## [EXERCISE DATA]
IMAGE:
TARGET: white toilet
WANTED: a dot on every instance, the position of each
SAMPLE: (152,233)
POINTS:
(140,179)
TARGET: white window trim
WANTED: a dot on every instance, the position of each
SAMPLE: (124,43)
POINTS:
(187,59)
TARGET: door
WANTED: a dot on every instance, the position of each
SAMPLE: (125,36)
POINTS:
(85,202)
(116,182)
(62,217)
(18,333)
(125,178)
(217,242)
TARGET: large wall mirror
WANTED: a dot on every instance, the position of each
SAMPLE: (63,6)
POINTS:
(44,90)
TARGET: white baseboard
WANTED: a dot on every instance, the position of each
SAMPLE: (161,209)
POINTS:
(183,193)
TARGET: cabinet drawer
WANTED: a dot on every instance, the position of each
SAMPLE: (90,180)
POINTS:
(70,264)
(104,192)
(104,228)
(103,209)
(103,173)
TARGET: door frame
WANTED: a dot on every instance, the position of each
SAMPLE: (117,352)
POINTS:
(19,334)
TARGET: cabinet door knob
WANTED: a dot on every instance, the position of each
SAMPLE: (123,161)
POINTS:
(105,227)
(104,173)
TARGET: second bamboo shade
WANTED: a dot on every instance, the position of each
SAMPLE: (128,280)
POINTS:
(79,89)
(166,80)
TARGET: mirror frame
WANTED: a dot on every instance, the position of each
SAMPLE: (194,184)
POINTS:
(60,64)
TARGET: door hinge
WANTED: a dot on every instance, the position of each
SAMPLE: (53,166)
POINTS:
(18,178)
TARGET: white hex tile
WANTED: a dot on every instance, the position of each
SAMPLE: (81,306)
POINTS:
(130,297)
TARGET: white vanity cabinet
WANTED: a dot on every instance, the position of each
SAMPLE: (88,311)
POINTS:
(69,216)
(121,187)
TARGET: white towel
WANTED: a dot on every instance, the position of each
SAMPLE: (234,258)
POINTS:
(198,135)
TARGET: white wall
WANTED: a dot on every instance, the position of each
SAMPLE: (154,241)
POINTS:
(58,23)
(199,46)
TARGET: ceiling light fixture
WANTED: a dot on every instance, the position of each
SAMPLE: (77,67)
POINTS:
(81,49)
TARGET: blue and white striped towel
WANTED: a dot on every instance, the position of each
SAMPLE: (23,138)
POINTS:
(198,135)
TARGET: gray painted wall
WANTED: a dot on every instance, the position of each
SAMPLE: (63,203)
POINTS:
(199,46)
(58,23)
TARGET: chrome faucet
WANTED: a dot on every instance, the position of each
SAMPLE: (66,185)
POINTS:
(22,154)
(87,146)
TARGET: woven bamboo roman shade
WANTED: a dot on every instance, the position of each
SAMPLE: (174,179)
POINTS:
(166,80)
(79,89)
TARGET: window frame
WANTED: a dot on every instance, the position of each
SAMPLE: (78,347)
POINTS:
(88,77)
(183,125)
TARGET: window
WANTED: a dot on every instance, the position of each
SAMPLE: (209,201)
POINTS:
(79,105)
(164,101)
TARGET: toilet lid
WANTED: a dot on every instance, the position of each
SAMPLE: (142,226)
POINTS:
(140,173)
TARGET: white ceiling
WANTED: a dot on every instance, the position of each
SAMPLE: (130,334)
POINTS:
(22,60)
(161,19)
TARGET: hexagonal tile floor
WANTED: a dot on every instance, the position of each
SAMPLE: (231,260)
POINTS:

## [WHAT IS NEEDED]
Only the number is needed: count the lines of the material that include "bamboo".

## [TASK SOLUTION]
2